(Excerpts from a location annotation dataset)
◇ ◇ ◇ ◇ ◇ ◇ ◇
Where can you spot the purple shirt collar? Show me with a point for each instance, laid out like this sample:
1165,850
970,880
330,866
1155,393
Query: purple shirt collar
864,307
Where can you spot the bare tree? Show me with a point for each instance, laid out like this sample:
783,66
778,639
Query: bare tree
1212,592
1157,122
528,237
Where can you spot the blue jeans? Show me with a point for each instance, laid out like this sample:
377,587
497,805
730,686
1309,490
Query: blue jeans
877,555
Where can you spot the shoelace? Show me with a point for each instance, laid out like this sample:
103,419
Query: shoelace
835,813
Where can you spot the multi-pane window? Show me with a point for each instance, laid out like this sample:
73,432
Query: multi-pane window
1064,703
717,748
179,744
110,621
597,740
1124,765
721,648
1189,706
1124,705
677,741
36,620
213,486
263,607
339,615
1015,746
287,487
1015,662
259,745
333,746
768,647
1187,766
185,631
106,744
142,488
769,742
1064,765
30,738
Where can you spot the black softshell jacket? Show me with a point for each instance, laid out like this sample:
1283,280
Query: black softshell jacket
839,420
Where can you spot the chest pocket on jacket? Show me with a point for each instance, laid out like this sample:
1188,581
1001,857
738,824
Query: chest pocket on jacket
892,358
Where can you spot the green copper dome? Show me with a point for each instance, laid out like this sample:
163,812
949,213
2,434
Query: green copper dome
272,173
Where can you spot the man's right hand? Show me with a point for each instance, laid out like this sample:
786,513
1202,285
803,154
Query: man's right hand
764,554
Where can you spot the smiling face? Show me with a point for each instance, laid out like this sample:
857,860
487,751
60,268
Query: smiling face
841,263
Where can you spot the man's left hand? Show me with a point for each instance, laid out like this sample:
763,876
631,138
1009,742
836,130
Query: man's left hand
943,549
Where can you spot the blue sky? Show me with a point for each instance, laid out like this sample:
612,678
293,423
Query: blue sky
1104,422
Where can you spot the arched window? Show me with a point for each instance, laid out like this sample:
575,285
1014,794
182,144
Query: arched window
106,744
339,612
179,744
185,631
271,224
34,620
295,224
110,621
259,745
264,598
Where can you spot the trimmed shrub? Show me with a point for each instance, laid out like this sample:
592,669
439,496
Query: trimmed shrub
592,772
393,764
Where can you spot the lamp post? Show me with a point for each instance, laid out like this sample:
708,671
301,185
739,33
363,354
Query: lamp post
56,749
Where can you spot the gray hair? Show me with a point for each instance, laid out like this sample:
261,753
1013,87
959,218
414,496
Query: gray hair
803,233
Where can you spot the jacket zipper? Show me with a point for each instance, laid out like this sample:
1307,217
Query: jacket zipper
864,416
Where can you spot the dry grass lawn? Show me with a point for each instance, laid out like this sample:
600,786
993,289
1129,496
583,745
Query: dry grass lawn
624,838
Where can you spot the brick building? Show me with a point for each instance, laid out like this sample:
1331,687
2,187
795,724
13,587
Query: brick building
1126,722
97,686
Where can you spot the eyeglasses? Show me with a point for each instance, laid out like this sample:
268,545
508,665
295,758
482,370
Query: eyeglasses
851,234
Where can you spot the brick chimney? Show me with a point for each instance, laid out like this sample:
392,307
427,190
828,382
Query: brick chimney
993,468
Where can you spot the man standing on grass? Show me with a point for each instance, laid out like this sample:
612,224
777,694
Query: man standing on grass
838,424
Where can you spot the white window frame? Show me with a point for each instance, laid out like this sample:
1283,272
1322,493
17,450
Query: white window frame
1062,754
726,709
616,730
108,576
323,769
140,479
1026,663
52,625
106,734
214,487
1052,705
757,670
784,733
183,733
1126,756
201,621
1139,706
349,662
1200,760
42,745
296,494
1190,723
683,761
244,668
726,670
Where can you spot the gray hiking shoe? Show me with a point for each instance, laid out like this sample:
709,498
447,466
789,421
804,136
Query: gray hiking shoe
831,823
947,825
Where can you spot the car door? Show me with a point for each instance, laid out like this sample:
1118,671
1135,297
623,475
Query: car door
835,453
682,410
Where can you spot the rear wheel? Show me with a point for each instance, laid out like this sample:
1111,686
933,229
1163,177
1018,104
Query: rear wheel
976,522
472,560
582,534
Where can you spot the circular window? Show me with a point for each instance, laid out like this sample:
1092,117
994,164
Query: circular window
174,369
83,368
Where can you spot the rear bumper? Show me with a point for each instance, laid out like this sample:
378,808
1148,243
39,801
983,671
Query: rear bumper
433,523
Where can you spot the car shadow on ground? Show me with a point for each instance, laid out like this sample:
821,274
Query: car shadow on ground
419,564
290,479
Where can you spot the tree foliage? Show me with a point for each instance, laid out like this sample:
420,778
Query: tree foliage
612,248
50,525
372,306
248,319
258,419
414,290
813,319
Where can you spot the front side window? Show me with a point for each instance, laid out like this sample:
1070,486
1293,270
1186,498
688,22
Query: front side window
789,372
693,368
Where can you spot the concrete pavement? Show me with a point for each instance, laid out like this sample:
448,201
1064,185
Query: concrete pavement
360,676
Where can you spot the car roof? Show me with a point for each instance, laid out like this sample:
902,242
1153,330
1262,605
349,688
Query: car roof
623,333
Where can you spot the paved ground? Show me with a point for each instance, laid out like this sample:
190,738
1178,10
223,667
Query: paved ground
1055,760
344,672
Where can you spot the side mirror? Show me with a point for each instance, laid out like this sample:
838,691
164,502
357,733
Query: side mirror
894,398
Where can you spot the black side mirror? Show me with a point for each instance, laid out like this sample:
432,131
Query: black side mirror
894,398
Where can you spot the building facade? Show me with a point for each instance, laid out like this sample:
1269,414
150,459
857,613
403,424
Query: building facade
◇ ◇ ◇ ◇ ◇ ◇ ◇
▶ [Challenge]:
Quote every item above word for word, leaving nothing out.

▶ [Result for this exercise]:
Where can you spot the purple shirt collar? Show me with a point for each instance, laid out like this sample:
1165,850
970,880
330,866
1155,393
Query: purple shirt collar
864,307
Where can you spot the bare tree? Show me with a point for each instance, laid out like this sample:
783,66
778,639
Query: bare tree
1212,592
1157,122
528,237
Where can you spot the blue jeans? Show me with a point for each instance, laid out like this sample:
377,587
497,805
730,686
1309,490
Query: blue jeans
877,555
Where can you spot the shoelace? Show me with a point for each instance, laid out like this sample:
103,419
Query: shoelace
835,813
Where can you spot the multi-pane window? Show me with a point for each instance, laid out like this sample:
73,432
Query: multi-pane window
1064,703
717,748
179,744
110,621
597,740
1124,765
721,648
1189,706
1124,705
677,741
36,620
213,486
263,607
339,615
1015,746
287,487
1015,662
259,745
333,746
768,647
1187,766
185,631
106,744
142,488
769,742
1064,765
30,738
Where can you spot the black softshell jacket? Show me with a point for each instance, laid out like this sample:
1283,280
Query: black softshell jacket
839,420
Where can you spot the chest pocket on jacket? Show me with a point for each instance, laid out like this sample:
1188,581
1001,857
738,824
Query: chest pocket on jacket
892,358
Where can you spot the green copper dome? Show me with a point for each instance, laid out like this sample:
163,812
949,213
2,434
Query: green copper dome
272,173
Where can you spot the man's right hand? Show me with a point for each instance, laid out like this sample:
786,513
1202,285
803,154
Query: man's right hand
764,554
Where can you spot the smiling face? Show me with a point for each instance, laid out like this sample:
857,860
487,751
60,268
Query: smiling face
841,263
Where can you spot the man's left hand? Show me with a point for each instance, laid out like this sample:
763,876
631,138
1009,742
836,130
Query: man's left hand
943,549
Where can you spot the blue sky? Show me with a point for each instance, laid out like this sample:
612,678
293,423
Query: blue sky
1104,422
Where can you spot the arched window? Show me with a point for each instance, laid out like this sample:
575,285
1014,794
182,144
Query: arched window
106,744
339,612
179,744
185,631
271,224
34,620
295,224
110,621
259,745
264,598
Where can you spot the trimmed shrub? Show me with a point for each instance, laid out like this sample:
592,669
439,496
Query: trimmed shrub
592,772
393,764
Where can you spot the lamp post? Show me with a point for each instance, laid out like this sample:
708,671
301,185
739,33
363,354
Query: lamp post
56,749
Where can you spot the gray hair? Show me with a point for each instance, laid out like this sample:
261,753
1013,87
959,218
414,496
Query: gray hair
803,233
Where can you spot the jacket zipper? Show me with a point for each instance, laid out like this sample:
1307,217
Query: jacket zipper
864,416
Where can you spot the dry grass lawn? Show me with a point for each instance, laid out like this sample:
600,786
993,289
1129,496
583,745
Query: dry grass lawn
624,838
Where can you spot the brick building? Show me with a point for each instance, laid out like this sample:
1331,687
2,187
795,724
13,587
Query: brick building
1126,722
97,686
Where can you spot the eyeglasses? Show me with a point for each instance, laid out like this sample:
268,545
508,665
295,758
482,370
Query: eyeglasses
851,234
Where can you spot the brick chimney? Show me with a point for each instance, laid out like this sample:
392,307
427,190
828,382
Query: brick chimney
993,468
Where can you spot the man standing on grass? Show me with a point for each instance, laid out like this sample:
612,224
777,694
Query: man standing on grass
838,424
Where can you spot the white window frame? Show me with a point for each instance, laid out like this sample:
1283,272
1322,493
17,450
Query: white window frame
1062,754
726,709
616,730
108,576
323,769
140,479
1026,663
52,625
106,734
214,487
1052,705
757,670
784,733
183,733
1126,756
201,621
1139,706
349,662
1200,760
42,745
296,494
1190,723
683,761
244,668
726,670
Where can you spot the gray hiking shoe? Show me with a point for each instance, laid out like this sample:
709,498
447,466
789,421
804,136
Query: gray hiking shoe
831,823
947,825
Where can you spot the car door? Show me with a point for each instance, laid out like this sample:
1118,671
1135,297
623,475
Query: car door
835,453
682,410
Where can you spot the rear wheel? Show me with a point for each instance, laid out like this sample:
1111,686
933,229
1163,177
1018,104
Query: rear wheel
976,522
472,560
582,534
Where can you spot the circular window? Show me with a point for each instance, laid out like this sample:
1092,117
994,164
Query: circular window
174,369
83,368
Where can you spot the rear bumper? Show me with a point for each instance, laid out like this sample:
378,808
1148,243
39,801
983,671
Query: rear bumper
433,523
Where can you spot the car shadow on ground? Show me with a point for each instance, laid out like this sample:
821,274
Query: car shadow on ground
419,564
290,479
Where can you spot the tree foliage? Show me with a point for each instance, laid out like this sample:
420,778
Query: tree foliage
612,248
50,525
372,306
248,319
258,419
414,290
813,319
Where can you spot the front side window? Show me with a point for each instance, laid out like this sample:
1070,486
1293,270
1186,498
688,22
Query: front side window
789,372
693,368
Where can you spot the concrete pavement? Show me with a point for each instance, laid out like this sample:
448,201
1064,185
Query: concrete pavement
360,676
Where can you spot the car roof? Show me with a point for each instance, laid out like this sample:
902,242
1153,330
1262,605
349,688
Query: car roof
623,333
Where can you spot the paved ground? Show me with a point for each instance, laid out like this sample:
190,738
1178,10
223,667
Query: paved ground
1055,760
344,672
Where can you spot the side mirror? Show me with a point for each instance, laid out like this sample:
838,691
164,502
357,733
Query: side mirror
894,398
Where can you spot the black side mirror? Show me with a point for each instance, laid out like this sample:
432,131
Query: black side mirror
894,398
Where can you spot the building facade? Show me with a point for each instance, laid out like this sample:
1269,414
150,459
857,613
403,424
Query: building facade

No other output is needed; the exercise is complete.